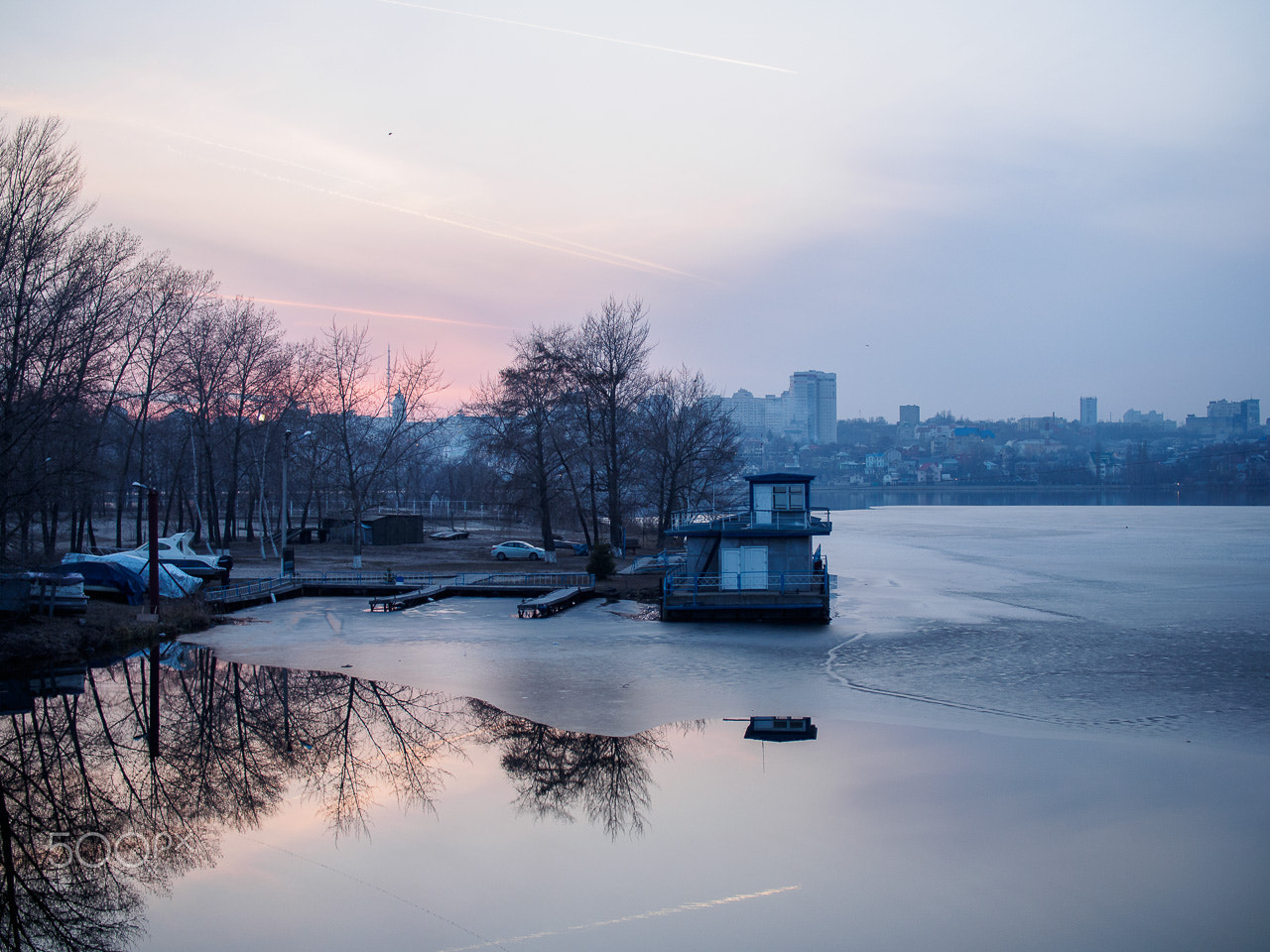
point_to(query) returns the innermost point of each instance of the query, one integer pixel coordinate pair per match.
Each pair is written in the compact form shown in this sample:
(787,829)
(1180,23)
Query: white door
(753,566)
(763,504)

════════

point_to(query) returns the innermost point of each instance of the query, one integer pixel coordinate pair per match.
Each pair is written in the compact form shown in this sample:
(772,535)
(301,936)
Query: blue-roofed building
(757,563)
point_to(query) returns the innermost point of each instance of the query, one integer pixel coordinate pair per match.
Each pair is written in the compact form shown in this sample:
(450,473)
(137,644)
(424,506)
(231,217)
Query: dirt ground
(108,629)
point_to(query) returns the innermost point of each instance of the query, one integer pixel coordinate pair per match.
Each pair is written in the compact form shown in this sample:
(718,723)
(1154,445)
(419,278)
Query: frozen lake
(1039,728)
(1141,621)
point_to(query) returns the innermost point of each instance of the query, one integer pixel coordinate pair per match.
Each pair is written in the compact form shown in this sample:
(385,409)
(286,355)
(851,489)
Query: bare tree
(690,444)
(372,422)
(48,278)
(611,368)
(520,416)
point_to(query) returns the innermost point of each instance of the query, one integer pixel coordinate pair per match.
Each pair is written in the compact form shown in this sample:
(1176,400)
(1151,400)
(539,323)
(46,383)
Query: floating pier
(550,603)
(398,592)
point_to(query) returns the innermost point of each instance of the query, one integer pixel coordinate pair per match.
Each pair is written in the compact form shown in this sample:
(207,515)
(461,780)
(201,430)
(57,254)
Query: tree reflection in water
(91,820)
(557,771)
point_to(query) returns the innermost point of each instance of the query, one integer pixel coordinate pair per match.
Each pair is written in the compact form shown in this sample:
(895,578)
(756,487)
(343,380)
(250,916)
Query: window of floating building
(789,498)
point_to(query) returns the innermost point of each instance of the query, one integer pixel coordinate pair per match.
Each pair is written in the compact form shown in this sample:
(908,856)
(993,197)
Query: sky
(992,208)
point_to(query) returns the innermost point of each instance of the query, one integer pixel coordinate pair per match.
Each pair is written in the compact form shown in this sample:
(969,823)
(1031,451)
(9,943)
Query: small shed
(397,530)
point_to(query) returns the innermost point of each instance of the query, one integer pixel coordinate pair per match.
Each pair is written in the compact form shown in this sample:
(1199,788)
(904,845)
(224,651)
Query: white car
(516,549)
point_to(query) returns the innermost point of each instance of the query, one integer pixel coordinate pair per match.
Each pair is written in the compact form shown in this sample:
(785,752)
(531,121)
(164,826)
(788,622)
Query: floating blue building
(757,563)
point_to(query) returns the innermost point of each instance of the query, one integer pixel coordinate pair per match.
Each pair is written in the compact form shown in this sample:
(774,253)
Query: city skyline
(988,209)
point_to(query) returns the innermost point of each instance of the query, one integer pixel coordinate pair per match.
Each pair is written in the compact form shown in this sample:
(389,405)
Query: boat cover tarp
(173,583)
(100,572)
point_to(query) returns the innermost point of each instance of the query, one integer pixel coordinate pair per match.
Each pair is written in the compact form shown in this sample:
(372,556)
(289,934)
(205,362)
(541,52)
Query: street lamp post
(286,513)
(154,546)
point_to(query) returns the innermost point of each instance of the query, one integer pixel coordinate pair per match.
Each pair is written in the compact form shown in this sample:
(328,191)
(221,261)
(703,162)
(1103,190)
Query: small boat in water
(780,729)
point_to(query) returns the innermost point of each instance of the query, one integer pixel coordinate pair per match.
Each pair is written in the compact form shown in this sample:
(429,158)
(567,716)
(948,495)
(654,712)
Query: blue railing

════════

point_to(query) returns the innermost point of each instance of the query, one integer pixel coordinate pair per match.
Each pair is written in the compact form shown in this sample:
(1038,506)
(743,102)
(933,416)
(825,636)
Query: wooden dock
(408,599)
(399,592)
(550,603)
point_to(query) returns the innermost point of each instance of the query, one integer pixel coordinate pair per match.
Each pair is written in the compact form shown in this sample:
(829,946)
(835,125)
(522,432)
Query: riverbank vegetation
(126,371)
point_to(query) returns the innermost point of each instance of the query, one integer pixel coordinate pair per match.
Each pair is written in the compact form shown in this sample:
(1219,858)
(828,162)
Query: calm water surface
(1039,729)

════════

The request – List every line in the records above that contains the word "small", copying each such line in full.

The completed task –
Query: small shed
Query: small boat in water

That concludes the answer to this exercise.